Source data:

+-------+

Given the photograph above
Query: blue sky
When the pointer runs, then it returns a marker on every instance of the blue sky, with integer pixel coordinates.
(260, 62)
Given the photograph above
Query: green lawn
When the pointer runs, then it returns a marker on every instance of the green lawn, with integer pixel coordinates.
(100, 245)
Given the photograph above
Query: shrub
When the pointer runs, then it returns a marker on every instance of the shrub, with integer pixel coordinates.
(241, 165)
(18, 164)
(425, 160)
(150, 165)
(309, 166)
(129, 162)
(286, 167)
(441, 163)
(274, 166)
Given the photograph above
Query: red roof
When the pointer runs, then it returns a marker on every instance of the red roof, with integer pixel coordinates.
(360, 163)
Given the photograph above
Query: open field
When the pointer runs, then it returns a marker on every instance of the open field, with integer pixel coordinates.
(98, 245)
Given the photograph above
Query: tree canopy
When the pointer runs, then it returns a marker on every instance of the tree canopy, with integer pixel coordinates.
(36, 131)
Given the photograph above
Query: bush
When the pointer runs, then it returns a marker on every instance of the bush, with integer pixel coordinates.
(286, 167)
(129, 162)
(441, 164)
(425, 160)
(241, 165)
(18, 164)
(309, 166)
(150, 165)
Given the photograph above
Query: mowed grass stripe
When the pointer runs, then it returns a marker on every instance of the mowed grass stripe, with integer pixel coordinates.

+-------+

Aim -> Repeat every entry word for word.

Expected answer ->
Given the photograph above
Query: blue sky
When the pointer runs, then it returns a marker on every instance of the blue sky, with integer pixel coordinates.
(260, 62)
Given the photograph above
Query: green lawn
When the pointer runs, then it returns a marker on every instance of the green lawn, with integer pixel coordinates.
(100, 245)
Given the photograph above
Query: shrub
When the pointer runs, then it returns a marker on every instance of the shrub, with integer pixel coordinates.
(241, 165)
(18, 164)
(425, 160)
(150, 165)
(309, 166)
(129, 162)
(286, 167)
(441, 163)
(274, 166)
Given the photograph above
Query: red roof
When the pointer runs, then it returns a marker on every instance of the red roof, with integer pixel coordinates.
(360, 163)
Given the photograph above
Query: open field
When the pointer runs, then it returns a marker on every instance of the open field, with integer pixel coordinates.
(98, 245)
Given the photograph above
Query: tree canopy
When the pointer runs, then it returns a marker on every instance of the tree canopy, with integer pixel coordinates.
(36, 131)
Given the photograph above
Query: bush
When the pointer runs, then it returns a marker on every instance of the bush, with integer pixel coordinates.
(286, 167)
(129, 162)
(441, 164)
(425, 160)
(241, 165)
(18, 164)
(309, 166)
(150, 165)
Given the photograph above
Query: mowed grass stripe
When the pointer runs, then it returns a marker on every instance of the mowed grass stripe, with integer pixel coordinates.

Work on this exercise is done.